**SHORT TASK:**
Write out the entries below once more, exactly, with the pictures left out.

**EXCERPTED DATA:**
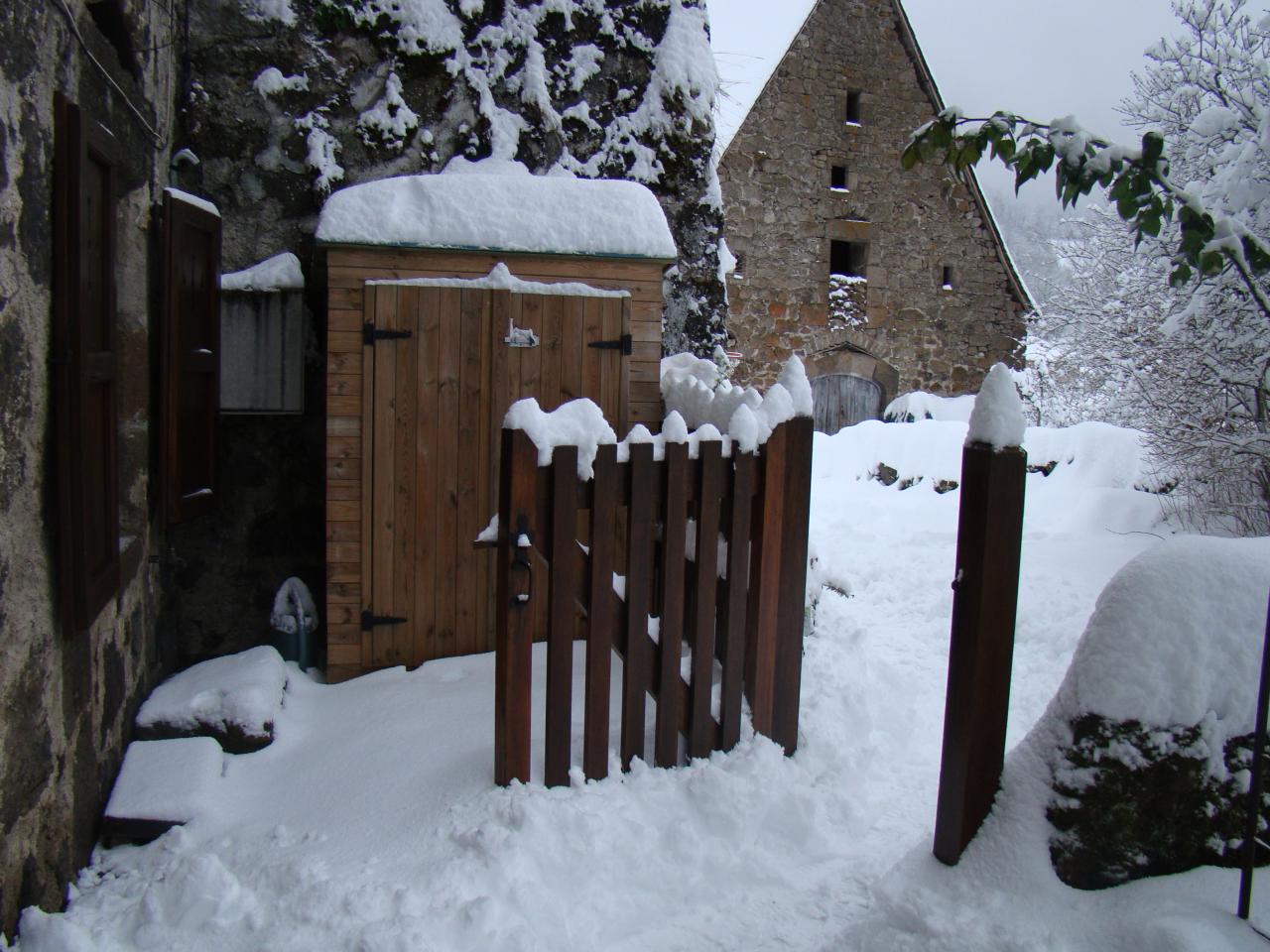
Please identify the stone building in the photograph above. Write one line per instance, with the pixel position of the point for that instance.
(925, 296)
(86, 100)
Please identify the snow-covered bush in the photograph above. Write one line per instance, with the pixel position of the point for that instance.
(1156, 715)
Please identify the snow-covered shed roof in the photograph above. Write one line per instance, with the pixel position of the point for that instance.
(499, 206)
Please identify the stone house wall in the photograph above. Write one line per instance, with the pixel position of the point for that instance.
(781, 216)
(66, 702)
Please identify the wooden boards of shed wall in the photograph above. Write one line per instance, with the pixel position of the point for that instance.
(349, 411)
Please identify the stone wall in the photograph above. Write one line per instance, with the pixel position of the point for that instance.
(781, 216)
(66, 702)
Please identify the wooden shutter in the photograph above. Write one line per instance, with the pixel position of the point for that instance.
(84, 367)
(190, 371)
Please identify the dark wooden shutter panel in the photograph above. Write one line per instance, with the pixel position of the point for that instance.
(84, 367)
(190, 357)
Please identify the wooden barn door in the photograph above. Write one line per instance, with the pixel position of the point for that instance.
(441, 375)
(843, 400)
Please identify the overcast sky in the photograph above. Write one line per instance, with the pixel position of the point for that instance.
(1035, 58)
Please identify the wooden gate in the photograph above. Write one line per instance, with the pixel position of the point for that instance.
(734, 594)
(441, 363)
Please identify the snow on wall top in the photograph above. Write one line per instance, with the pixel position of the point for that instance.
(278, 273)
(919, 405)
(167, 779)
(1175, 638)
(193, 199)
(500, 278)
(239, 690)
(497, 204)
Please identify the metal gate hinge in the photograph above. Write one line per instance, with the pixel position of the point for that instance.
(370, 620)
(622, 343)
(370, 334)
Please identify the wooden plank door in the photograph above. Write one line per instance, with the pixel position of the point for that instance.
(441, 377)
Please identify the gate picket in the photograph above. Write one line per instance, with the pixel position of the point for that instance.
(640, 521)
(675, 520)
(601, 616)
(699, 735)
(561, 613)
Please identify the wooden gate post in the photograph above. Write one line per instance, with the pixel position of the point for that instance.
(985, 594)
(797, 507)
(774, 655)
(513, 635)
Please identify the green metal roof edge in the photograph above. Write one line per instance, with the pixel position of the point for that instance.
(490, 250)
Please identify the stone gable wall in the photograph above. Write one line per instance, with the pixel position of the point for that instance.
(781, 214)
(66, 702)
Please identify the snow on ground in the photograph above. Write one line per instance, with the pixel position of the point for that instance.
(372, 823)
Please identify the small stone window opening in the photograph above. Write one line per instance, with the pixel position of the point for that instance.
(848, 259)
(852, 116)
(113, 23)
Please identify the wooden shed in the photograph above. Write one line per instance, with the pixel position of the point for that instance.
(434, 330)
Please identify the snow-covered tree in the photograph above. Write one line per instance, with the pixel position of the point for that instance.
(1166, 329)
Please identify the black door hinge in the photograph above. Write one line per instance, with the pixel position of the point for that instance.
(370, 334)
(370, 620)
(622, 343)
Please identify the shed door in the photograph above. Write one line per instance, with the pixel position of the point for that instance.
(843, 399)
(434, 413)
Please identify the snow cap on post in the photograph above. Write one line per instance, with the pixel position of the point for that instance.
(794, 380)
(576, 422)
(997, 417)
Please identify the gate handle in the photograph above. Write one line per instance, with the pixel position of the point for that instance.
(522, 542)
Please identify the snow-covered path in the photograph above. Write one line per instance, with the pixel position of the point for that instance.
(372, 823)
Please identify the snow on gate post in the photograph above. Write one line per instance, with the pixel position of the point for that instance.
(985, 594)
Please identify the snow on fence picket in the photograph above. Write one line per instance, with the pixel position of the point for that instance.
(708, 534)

**TASK OUTPUT:**
Please identify the stone building in the photograph above. Write one line per instance, with the pixel position of the point for that instance.
(925, 296)
(86, 100)
Please identify the snow-covered bush in the photograph above. Write one line per instance, with the pixel position of the point for that instance.
(1156, 715)
Please identify the snow-covered shed roof in the photograph above. Write one line per instance, with the pixel position of the point for that instance.
(499, 206)
Please identify the stone house wall in the photograph above. Write one line per instance, with the pixel position of the point for that instance.
(781, 216)
(66, 702)
Please identify the wooden boards of shed wall in the photograph above. Write one line per instance, with the pixel position of the point for that instance.
(349, 411)
Please identify the stone wall in the photograph above. Write one line per instance, with the pixel position of the point for that instance.
(781, 216)
(66, 702)
Please identify the wooden shutter in the photograph above. Write one line per instance, with the pixel position of the point for that instance.
(84, 367)
(190, 371)
Please identify the dark wooden shutter panel in the photograph above. Write one line per instance, with the pixel position of the point for that instance.
(84, 367)
(190, 357)
Please identify the wooden barn door in the photograph above. Write one line per instance, with the pixel position of the point for that instance.
(441, 375)
(843, 400)
Please identify the overcast sky in the photograph above. Write one line per instance, with the pixel position of the point for that instance.
(1035, 58)
Please identify the wooden gate in the photograph above. Write one line per instance, with the pixel position of the point for that instance.
(734, 594)
(441, 363)
Please identify the snow on wall top in the photograph above. Write one line per instance, with the pixel position of the point for that instance.
(278, 273)
(919, 405)
(167, 779)
(1175, 638)
(193, 199)
(500, 278)
(239, 690)
(497, 204)
Please identify the metal gate hinge in the photograph above. Write one line per instance, with the pixel position of the point for that instance.
(370, 620)
(622, 343)
(370, 334)
Please identify the wooden plank door in the photograph above. Write one line per instance, with the pixel position of the point for that instance.
(441, 377)
Please identify the gate picket in the photograph above. Write one line per instance, with the pixel position of the point for that instance.
(640, 521)
(675, 520)
(601, 616)
(699, 735)
(561, 613)
Please identify the wooden gate post in the photograph above. Write one line per instance, with the pixel position of the point for that instance.
(985, 594)
(797, 507)
(774, 655)
(513, 635)
Please identify the green metal roof edge in the photograph above. Write one line per instance, with the pixel position of the point for that instance.
(490, 250)
Please identify the stone gable wall in the photograph above. Write one line per instance, with the pixel position of the point for that instance.
(781, 214)
(66, 702)
Please identify the snow on ground in the photograph above. Write one line per instance, with the pixel position of the point for that instance.
(372, 823)
Please identify the small stone window opening in the photograph above. Write one line per instance, with the pixel position of the point for that instance.
(848, 259)
(852, 116)
(113, 23)
Please identify the wooden shed in the photograph above. Write one line per instance, with the pixel position of the point for that instance.
(434, 330)
Please identify the snow-covered tree in the photograph above. Write one line per instance, with the pixel position of the point for that instance.
(1166, 329)
Please identify the black door hinge in the photograph above. Write one line per instance, with the pixel position of the point for that instance.
(370, 334)
(370, 620)
(622, 343)
Please identify the shed door in the photograph above. Write one line per instance, with the pixel position of the point for that instance.
(843, 399)
(434, 413)
Please identify the snow cap on post in the photograph above. Write one line per instance, with the pixel position of the point for that instance.
(794, 380)
(576, 422)
(997, 417)
Please identify the gate handle in the photograph above. Write one line per instance, with the pixel position of the point for that instance.
(522, 542)
Please identify the snow-covered path in the photograph above. Write one line per instance, with the pixel position of the point for that instance.
(372, 823)
Please identify the snow on gate post in the photograph above. Write one line per instance, with the pixel position of the point for that instance.
(985, 594)
Please identify the snow on fence picket in the photograph above. Write one line per instance, with the pixel position of the point for that instance.
(708, 534)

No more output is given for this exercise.